**Work to do**
• A. Reproduce the Schwinn forum thread verbatim from "That is the" up to and including "get it done.".
• B. Write the next part of the forum thread on Schwinn bike finds, picking up after its final line.

# It's Sunday what Schwinns did we find this week??? 8-17-14



## vintage2wheel (Aug 17, 2014)

It's Sunday what prewar/vintage Schwinn bikes-parts-history did we find this week???


Post some pics and tell us the story behind the find!!!


----------



## M & M cycle (Aug 17, 2014)

*Michaels latest Schwinn*

Michael picked this up 30 miles from home off a cl ad, the frame has been repainted and it has the wrong fenders, but the tank still has its original paint so he is going to use it on his original paint 40 DX (2nd pic) that he picked up this spring, we will post more pictures of the 40 DX when he gets the tank on and gets the bike cleaned and detailed, thank you all for the help so far, we really do appreciate it, Mark & Michael


----------



## Overhauler (Aug 17, 2014)

*Sting-Ray's*

Picked up a 1964 Flamboyant Lime Deluxe Sting-Ray that will make a nice original , and a 5 speed Flamboyant Red Sting-Ray.
 Lee


----------



## 41rollfast (Aug 17, 2014)

Overhauler said:


> Picked up a 1964 Flamboyant Lime Deluxe Sting-Ray that will make a nice original , and a 5 speed Flamboyant Red Sting-Ray.
> Lee






Flamboyant 64 is a great score, ESPECIALY if that's the price tag on the handlebar!!
One of my favorites.


----------



## Overhauler (Aug 17, 2014)

41rollfast said:


> Flamboyant 64 is a great score, ESPECIALY if that's the price tag on the handlebar!!
> One of my favorites.



 That is the lot#, I bought it via phone bid at an auction , then had to drive 175 miles one way to get it. Hard to find in decent original condition, i will do a before and after when I get it done.
 Thanks , Lee


----------



## rollfaster (Aug 18, 2014)

*Sweet finds lee...*

Really dig that green 64 with the polo seat. Rob.


----------



## greenephantom (Aug 21, 2014)

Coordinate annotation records

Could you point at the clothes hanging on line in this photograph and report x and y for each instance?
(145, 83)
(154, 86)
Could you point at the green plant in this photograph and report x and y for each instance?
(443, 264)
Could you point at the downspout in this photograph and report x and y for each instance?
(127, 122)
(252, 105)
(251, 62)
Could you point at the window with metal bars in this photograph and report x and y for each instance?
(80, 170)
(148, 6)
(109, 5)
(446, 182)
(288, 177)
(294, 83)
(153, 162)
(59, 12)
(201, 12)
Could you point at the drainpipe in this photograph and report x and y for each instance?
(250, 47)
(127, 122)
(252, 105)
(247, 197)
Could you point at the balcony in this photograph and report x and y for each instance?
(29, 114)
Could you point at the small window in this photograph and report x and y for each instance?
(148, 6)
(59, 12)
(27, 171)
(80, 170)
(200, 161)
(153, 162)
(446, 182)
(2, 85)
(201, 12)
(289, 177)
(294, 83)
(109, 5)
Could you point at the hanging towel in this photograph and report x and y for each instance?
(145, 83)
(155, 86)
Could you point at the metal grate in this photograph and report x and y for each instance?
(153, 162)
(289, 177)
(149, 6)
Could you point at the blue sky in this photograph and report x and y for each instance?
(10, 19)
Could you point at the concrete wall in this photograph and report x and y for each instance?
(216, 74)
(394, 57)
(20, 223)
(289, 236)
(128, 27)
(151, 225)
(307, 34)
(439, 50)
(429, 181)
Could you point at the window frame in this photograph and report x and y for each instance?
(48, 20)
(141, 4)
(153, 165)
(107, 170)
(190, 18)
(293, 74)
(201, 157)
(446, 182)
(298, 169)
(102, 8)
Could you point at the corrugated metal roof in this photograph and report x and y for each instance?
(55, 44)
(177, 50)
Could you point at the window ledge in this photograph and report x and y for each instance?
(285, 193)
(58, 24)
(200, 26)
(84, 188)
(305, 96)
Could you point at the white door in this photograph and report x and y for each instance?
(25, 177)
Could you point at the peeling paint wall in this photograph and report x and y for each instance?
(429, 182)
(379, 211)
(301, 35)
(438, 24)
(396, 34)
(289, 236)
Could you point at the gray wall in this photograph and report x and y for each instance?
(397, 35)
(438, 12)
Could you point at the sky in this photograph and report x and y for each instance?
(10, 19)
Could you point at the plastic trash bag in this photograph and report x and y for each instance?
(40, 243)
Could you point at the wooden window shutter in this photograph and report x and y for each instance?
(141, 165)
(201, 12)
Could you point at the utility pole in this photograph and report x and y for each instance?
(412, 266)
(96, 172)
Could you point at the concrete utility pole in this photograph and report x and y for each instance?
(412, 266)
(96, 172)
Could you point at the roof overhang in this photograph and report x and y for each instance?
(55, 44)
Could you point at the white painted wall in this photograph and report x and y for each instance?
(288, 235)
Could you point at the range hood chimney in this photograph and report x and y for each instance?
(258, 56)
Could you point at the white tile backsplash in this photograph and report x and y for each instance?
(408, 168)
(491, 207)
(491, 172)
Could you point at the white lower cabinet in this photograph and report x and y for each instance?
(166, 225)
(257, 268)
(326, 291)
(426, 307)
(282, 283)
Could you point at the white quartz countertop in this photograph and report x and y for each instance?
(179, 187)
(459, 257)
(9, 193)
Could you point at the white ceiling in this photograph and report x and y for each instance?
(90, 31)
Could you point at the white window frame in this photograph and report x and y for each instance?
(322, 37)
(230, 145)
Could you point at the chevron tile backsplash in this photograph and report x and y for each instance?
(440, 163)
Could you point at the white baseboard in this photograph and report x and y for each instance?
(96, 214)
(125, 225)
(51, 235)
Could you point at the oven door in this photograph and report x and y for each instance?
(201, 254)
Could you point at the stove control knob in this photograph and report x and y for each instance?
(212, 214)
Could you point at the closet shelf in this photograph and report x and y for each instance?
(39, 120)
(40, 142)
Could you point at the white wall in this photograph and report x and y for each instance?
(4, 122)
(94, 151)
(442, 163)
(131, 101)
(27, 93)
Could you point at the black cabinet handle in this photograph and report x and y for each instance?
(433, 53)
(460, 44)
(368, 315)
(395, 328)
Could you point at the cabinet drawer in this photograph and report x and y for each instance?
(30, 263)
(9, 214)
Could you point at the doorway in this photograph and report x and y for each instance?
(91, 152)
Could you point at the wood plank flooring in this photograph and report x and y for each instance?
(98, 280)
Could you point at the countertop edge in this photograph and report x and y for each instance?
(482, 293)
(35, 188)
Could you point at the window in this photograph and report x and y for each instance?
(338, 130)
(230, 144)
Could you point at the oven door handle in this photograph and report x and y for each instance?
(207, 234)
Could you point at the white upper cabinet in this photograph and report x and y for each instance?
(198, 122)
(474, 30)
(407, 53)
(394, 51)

**Results of the tasks**
• A.
That is the lot#, I bought it via phone bid at an auction , then had to drive 175 miles one way to get it. Hard to find in decent original condition, i will do a before and after when I get it done.

• B.
Picked up a very crusty original owner 1951 standard straightbar (skiptooth) with dealer add-on springer from the original owner (who happened to be selling off his shuttered machete factory property, no joke). Black and ivory. Last saw service in the 1970s. It's a rust bucket, but very original. I don't have the heart to part it out, so it's getting the Nexus 7 treatment (alloy hoops and all, the original chrome S-2s rusted all to hell with brittle spokes) with Quick Brick tires and a skiptooth-ectomy to the drivetrain. When it's done it'll still look like hell, but it'll also go like hell as well. It's all apart (thanks to Liquid Wrench and an electric impact wrench) with the exception of the secondary headset nut (anyone have an 8-point 1 & 9/16" socket to lend?), which will likely have to be surgically removed with the angle grinder.
-Geoff


----------



## SJ_BIKER (Aug 22, 2014)

*1955 schwinn metallic red phantom*

i picked this metallic red phantom from a fellow caber.... gonna spruce it up....too rusteh for my liking


----------



## dean724 (Aug 23, 2014)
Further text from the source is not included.